__TASK GOAL__. List every line of the material below that contains the string "ankle". Case counts, so a match must have the same capitalization.

>>>>>

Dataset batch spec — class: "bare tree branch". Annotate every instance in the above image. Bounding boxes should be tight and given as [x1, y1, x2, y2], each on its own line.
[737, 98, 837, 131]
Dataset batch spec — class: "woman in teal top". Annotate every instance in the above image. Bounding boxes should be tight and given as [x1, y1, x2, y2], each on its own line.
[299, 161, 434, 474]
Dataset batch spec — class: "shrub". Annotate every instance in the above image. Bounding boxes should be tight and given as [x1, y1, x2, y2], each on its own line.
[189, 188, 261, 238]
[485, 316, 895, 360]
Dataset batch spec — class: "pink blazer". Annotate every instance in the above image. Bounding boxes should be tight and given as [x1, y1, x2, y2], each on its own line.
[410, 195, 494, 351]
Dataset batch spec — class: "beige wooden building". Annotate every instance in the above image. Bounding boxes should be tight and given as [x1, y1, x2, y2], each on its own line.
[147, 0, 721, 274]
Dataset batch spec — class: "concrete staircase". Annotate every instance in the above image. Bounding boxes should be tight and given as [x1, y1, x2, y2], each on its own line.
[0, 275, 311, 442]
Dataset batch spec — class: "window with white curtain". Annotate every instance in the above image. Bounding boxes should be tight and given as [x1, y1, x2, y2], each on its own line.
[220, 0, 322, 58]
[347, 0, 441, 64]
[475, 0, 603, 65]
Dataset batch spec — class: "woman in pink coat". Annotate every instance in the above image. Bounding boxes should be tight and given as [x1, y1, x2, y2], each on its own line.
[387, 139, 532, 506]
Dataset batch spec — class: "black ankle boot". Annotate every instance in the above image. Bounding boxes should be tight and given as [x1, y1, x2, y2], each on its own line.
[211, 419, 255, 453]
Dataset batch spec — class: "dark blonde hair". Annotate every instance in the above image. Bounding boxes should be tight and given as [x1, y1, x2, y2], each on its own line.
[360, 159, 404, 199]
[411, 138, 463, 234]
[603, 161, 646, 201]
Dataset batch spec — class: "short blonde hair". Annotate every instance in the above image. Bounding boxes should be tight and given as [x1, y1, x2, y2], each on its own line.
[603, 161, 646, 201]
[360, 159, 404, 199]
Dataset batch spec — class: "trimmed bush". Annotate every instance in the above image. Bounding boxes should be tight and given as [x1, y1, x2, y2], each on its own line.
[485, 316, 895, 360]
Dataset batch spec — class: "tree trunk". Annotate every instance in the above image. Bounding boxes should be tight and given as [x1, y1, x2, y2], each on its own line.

<<<<<

__ANSWER__.
Dataset batch spec — class: "black ankle boot". Annotate every instance in the above image. Bounding boxes should be tight and given as [x1, y1, x2, y2], each on its own line.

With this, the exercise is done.